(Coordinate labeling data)

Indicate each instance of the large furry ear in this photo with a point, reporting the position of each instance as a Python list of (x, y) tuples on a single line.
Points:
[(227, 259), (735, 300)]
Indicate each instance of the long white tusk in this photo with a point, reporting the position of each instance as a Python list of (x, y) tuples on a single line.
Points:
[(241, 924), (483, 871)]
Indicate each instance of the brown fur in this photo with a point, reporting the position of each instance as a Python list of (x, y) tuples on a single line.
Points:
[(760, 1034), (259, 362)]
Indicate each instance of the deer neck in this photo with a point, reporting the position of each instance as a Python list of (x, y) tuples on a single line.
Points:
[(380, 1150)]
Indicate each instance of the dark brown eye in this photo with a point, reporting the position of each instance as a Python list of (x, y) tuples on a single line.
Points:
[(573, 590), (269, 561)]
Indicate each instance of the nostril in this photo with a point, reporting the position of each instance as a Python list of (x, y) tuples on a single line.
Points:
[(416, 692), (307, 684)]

## To be done:
Present each line of the data above as a row in a Markdown table, with the columns Line and Text, numbering the rows in order and omitting any blank lines.

## Task answer:
| Line | Text |
|---|---|
| 1 | Indicate each instance of the large furry ear in this photo with a point, reporting the position of each instance as a Python list of (x, y) tuples on a single line. |
| 2 | Points: |
| 3 | [(227, 259), (735, 300)] |
| 4 | Indicate each instance of the long white tusk in this photo with a point, reporting the position of each instance as a Python list of (x, y) tuples on a single line. |
| 5 | Points: |
| 6 | [(241, 924), (483, 871)] |
| 7 | Indicate each instance of the brown fur in this photo with a point, reporting the position of each instance as a Python list of (x, y) tuples on a single line. |
| 8 | Points: |
| 9 | [(760, 1034), (259, 362)] |
| 10 | Indicate each instance of the deer neck in this photo with a point, reporting the position of each instance as a Python list of (x, y) tuples on a single line. |
| 11 | Points: |
| 12 | [(380, 1150)] |
| 13 | Indicate each instance of the dark brown eye in this photo with a point, reporting the position of each instance as a Python list of (x, y) tuples on a single line. |
| 14 | Points: |
| 15 | [(573, 590), (269, 561)] |
| 16 | Indicate each instance of the nostril in this photo with a point, reporting the position of each instance as a Python list of (x, y) tuples on a single line. |
| 17 | Points: |
| 18 | [(416, 692), (307, 684)] |